● Exercise description: Find the line containing "In the picture above, where can the man's hand" in the entries below. Reproduce that line and each one after it to the end, exactly, with no other lines.

(Collection entries)
● ● ●

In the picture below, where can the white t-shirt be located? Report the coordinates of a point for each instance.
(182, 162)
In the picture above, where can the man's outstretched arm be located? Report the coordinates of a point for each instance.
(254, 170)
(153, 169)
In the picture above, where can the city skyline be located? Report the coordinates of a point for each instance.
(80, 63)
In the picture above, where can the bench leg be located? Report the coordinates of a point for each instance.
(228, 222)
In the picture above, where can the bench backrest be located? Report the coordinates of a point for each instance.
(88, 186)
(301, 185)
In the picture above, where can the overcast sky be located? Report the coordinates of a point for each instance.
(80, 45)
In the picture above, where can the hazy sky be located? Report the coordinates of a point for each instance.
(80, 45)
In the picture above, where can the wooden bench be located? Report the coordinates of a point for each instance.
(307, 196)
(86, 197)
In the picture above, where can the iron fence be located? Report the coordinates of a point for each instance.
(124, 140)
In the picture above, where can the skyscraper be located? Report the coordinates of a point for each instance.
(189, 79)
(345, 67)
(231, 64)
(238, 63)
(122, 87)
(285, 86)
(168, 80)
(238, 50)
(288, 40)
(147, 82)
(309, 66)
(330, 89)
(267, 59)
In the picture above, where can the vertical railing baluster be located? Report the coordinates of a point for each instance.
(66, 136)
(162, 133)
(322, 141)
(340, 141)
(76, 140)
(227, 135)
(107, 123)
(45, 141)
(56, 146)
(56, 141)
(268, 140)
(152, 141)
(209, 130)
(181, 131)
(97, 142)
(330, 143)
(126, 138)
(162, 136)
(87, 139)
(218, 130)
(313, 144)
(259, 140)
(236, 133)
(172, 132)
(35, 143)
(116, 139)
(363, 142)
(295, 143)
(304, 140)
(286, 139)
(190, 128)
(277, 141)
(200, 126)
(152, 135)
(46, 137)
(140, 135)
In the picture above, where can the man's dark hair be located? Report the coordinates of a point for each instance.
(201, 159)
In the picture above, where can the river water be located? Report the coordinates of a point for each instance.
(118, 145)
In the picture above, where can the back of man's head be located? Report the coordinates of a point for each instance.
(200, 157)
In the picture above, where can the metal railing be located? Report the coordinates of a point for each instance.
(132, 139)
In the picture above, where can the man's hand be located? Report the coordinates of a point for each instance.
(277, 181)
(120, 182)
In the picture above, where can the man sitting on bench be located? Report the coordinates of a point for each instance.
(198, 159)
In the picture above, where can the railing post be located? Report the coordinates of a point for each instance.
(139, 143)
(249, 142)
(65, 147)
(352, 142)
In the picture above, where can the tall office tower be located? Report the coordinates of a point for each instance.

● ● ●

● Solution to this problem:
In the picture above, where can the man's hand be located? Report the coordinates of a point for each instance.
(277, 181)
(120, 182)
In the picture above, where can the man sitting on bench be located? Report the coordinates of a point for each instance.
(198, 159)
In the picture above, where can the railing post be located? Report the coordinates of a point for each instance.
(139, 143)
(249, 142)
(65, 147)
(352, 142)
In the picture above, where can the tall office tower be located? Report the coordinates of a point for each instance.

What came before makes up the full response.